→ **Page extract**
_ _ _
Unread postby Amanda F. » Mon Mar 02, 2020 5:21 pm

Hi BuddyBoi21,

You know, I've talked myself out of creating things so many times in my life because I thought I'd be embarrassed of what I made. Visual art, poetry, songwriting, writing in general. And to be honest? I'm kicking myself now for not honoring that desire to create and express myself. I even wish I had stuff I think I'd be embarrassed of, because it would be something that *I* made.

There's something so visceral, so *human* about creating and expressing ourselves. Even if you never look at it again -even if it gets tucked away in a closet or a hard drive - I think listening to that desire you have to MAKE something is really good for you. It's part of your identity asking to come out. And expression in that way can be a really useful outlet to deal with some of those difficult feelings.

This may sound cliché, but it's helped me during difficult times to remember that literally everyone goes through them. The feelings you're experiencing, the discomfort, the heartache...you're not alone. <3

And importantly, those feelings won't last forever, either (even though it seems like they might right now). With time, you WILL meet more people, and some of them will turn out to be good matches for you in various ways. For now, though, remember that even a "messy" expression of feelings (crying, feeling a little overwhelmed, wishing they would go away) is actually 100% normal, and you're doing the right thing by giving yourself space to feel those things.

You mentioned you haven't quite internalized the feeling that wishing for love and a healthy relationship is okay. I was wondering if there are any examples you've discovered - media, therapist comments, art - that do reinforce that? Maybe we could come up with a list of things that make you feel good about those desires for you to look at now and then, to remind yourself that it IS okay to want those things.
_ _ _
→ **Task directions**
In the forum reply, what kinds of creative work does the writer say they talked themselves out of doing?
_ _ _
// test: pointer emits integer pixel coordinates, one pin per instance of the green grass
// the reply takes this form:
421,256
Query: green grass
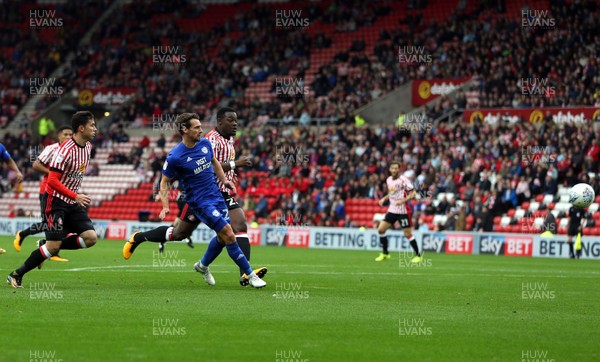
348,307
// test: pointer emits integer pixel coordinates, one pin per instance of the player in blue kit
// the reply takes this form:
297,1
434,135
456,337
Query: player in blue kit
192,161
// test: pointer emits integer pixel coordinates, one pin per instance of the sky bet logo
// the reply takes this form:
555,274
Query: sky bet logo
491,245
434,242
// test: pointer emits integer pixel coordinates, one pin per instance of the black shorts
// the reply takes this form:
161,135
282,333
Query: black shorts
230,201
403,219
186,213
42,205
61,218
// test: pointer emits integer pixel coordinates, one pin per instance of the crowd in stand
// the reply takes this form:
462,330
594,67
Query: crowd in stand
482,43
491,167
482,163
25,54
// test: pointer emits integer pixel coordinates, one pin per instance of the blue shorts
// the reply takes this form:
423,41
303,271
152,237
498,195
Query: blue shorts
215,215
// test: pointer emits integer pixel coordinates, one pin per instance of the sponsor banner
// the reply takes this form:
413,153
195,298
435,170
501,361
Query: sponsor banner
491,244
254,236
340,238
434,242
116,231
298,238
459,244
557,247
532,115
517,245
104,96
426,90
274,236
355,239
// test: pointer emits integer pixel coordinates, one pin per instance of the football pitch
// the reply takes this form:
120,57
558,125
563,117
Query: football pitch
319,305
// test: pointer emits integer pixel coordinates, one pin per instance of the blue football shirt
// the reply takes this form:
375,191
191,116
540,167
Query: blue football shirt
193,168
4,155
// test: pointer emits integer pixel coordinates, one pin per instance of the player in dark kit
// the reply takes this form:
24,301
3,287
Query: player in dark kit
221,139
193,163
574,227
41,165
67,223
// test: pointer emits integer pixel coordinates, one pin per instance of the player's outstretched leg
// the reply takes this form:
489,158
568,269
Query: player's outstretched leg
413,243
190,243
385,254
213,250
158,235
22,234
244,244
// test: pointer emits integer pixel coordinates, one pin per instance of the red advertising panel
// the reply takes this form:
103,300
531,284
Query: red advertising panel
426,90
298,238
459,244
116,231
104,96
254,236
532,115
518,246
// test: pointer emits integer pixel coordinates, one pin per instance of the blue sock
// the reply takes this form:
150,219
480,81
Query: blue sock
236,254
213,250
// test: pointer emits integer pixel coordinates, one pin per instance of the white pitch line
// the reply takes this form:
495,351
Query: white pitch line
151,269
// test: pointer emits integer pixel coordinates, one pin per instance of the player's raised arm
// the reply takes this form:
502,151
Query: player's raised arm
4,155
165,187
411,195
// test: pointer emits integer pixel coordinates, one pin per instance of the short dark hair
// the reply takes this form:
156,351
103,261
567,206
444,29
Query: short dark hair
80,118
221,112
62,128
185,120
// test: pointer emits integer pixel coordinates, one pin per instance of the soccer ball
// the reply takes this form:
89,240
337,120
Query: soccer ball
581,195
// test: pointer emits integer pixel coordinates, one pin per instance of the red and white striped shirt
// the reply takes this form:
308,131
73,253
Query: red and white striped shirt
224,152
398,189
70,161
45,158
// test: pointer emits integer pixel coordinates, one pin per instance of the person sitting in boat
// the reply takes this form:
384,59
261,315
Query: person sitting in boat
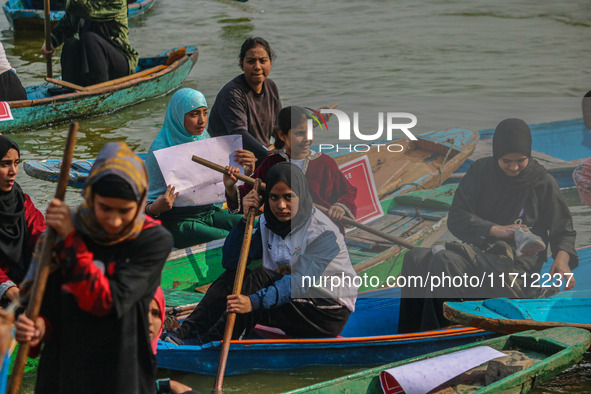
156,316
184,122
94,318
21,224
296,242
328,186
249,104
11,88
496,204
96,43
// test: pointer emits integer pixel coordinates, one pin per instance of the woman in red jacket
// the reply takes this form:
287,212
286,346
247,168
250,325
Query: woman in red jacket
20,224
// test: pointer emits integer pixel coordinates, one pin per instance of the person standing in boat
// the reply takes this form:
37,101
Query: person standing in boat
11,88
96,48
21,224
184,122
249,104
295,241
497,202
94,319
328,186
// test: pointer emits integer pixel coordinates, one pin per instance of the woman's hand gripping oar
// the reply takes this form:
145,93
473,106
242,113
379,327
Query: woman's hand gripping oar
44,264
344,220
219,380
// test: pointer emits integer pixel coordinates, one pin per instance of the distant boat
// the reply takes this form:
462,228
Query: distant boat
49,103
547,352
559,146
21,16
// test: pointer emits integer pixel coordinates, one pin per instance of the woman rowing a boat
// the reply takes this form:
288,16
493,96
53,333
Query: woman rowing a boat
506,210
96,48
328,186
249,104
94,318
184,122
302,251
21,224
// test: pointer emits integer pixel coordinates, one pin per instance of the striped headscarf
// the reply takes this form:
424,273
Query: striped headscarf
114,159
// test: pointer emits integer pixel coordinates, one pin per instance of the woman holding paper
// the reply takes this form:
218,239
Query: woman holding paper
297,244
184,122
328,186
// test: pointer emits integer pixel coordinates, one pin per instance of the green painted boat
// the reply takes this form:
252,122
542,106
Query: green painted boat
418,217
551,352
46,104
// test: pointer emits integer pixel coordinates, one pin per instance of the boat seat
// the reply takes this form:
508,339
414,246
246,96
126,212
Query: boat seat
272,332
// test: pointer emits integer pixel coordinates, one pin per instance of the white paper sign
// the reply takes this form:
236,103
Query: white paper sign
197,184
423,376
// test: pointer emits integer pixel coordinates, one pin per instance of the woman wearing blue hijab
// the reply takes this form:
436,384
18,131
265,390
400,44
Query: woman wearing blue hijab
184,122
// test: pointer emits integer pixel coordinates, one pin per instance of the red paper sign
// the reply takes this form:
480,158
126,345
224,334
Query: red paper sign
5,113
359,174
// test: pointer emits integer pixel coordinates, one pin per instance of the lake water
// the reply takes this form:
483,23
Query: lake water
451,63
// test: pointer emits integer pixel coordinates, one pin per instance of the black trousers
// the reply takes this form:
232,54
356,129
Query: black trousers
91,60
11,88
300,318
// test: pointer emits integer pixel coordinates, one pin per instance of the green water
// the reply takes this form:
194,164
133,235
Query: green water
453,63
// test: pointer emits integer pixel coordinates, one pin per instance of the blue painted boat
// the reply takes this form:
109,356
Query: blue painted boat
370,338
45,106
423,165
503,315
558,146
21,16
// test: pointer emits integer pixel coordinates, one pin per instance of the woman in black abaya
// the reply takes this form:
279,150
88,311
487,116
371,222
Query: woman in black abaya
498,196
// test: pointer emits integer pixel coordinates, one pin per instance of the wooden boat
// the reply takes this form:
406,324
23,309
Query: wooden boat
153,79
21,16
370,337
551,352
559,146
417,217
424,164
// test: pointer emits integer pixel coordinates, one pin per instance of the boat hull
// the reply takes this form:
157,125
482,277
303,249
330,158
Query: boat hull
22,18
48,111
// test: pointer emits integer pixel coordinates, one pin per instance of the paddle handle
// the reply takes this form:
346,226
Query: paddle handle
345,220
238,280
44,267
47,23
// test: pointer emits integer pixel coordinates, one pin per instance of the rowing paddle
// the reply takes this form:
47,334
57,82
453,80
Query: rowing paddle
344,220
48,44
238,279
44,265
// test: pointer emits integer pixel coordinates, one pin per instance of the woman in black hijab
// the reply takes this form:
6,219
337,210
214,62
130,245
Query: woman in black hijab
295,242
20,223
498,196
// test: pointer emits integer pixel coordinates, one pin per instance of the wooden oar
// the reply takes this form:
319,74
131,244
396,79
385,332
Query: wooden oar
345,220
44,264
48,45
238,279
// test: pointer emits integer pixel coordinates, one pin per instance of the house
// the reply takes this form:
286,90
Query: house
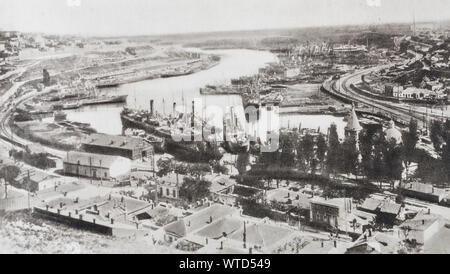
_ _ _
→ **Exercise solution**
Visual art, poetry, songwriting, and writing in general.